Text section =>
* Start *

You could try something like "tar" to write the tape and read it, but
the cam_status does suggest you have a hardware problem of some kind.
=+=+=+=+=+=+=+=+=+=+=+=+=+=+=+=+=+=+=+=+=+=+=+=+=+=+=+=+=+=+=+=+

        If the SCSI driver got an error reading the original
        tapes, then it would have logged in the binary event
        log. Depending on the system, it may be readable with
        uerf(8), which can format SCSI errors well enough. You
        will want to use the "-o full" option.

        Some tape drives have read-after-write built in. Some
        don't. The TLZ09 could be in the "don't" group, which
        means it can't notice content problems.

        A simple test would be to write some known data with a
        comparible tape, then read it back to see if it is the
        same or different. The tape exerciser in /usr/field
        has this as one of its tests.

=+=+=+=+=+=+=+=+=+=+=+=+=+=+=+=+=+=+=+=+=+=+=+=+=+=+=+=+=+=+=+=+
Running tcopy is a good way to see if any data got onto the tape.

You should see blocking information and size for each tape file set.
=+=+=+=+=+=+=+=+=+=+=+=+=+=+=+=+=+=+=+=+=+=+=+=+=+=+=+=+=+=+=+=+
This is the script we use on version 4.

mt -f /dev/rmt0h rewind
/sbin/vdump -0uf /dev/nrmt0h /
/sbin/vdump -0uf /dev/nrmt0h /usr
mt -f /dev/rmt0h rewoffl

When you list the tape you have to

mt -f /dev/rmt0h rewind
/sbin/vdump -tvf /dev/nrmt0h <-- repeat this command for every save set
on the tape.
mt -f /dev/rmt0h rewoffl <-- to rewind and unload the tape.
=+=+=+=+=+=+=+=+=+=+=+=+=+=+=+=+=+=+=+=+=+=+=+=+=+=+=+=+=+=+=+=+
I don't see you using the norewind device, however I add another disk and
vdump piped into a vrestore /, usr and var. I then have a backout plan or a
bootable disk during upgrade disasters.

* End *

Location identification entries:
* Start *

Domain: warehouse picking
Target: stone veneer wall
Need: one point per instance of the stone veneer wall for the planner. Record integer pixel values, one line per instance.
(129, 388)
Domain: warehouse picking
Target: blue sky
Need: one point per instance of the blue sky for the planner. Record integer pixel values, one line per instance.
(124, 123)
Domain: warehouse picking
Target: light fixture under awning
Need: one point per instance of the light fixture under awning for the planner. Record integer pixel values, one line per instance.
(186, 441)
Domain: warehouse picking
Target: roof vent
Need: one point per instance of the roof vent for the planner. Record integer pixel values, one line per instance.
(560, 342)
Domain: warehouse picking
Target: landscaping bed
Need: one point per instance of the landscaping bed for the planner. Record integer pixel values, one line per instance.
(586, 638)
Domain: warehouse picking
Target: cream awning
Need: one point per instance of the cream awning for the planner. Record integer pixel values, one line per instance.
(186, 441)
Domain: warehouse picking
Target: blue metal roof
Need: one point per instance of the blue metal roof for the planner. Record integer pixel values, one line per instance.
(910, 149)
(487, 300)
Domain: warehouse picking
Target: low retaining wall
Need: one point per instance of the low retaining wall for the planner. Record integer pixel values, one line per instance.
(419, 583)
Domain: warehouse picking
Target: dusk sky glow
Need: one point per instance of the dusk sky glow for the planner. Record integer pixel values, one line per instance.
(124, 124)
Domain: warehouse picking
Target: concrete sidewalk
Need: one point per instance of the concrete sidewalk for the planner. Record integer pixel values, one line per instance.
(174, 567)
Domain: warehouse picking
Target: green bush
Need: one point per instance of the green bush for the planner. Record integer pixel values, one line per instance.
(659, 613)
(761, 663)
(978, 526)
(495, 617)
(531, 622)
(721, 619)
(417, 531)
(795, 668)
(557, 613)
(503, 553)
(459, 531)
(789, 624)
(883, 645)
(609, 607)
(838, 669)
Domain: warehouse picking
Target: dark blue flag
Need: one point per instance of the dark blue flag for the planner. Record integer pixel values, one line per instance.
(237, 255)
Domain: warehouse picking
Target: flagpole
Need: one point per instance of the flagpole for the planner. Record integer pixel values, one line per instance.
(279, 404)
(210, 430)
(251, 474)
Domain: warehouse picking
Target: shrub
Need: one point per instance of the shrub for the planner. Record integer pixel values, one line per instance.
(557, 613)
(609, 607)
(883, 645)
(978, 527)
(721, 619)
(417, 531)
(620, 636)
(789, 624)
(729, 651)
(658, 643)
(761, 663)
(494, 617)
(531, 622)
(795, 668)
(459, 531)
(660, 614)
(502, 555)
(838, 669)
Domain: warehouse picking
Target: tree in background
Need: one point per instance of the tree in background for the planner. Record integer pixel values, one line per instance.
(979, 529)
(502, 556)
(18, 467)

* End *

What is asked =>
A. In one to three sentences, explain why the tape backup thread says the TLZ09 might be unable to notice content problems.
B. List every program that the tape backup thread mentions by name.
The data above stands apart from the tape backup thread.

Solutions to the problems =>
A. Some tape drives have read-after-write built in and some do not. The TLZ09 could be one of the drives without it, so it can't notice content problems.

B. tar, uerf, tcopy, mt, vdump, vrestore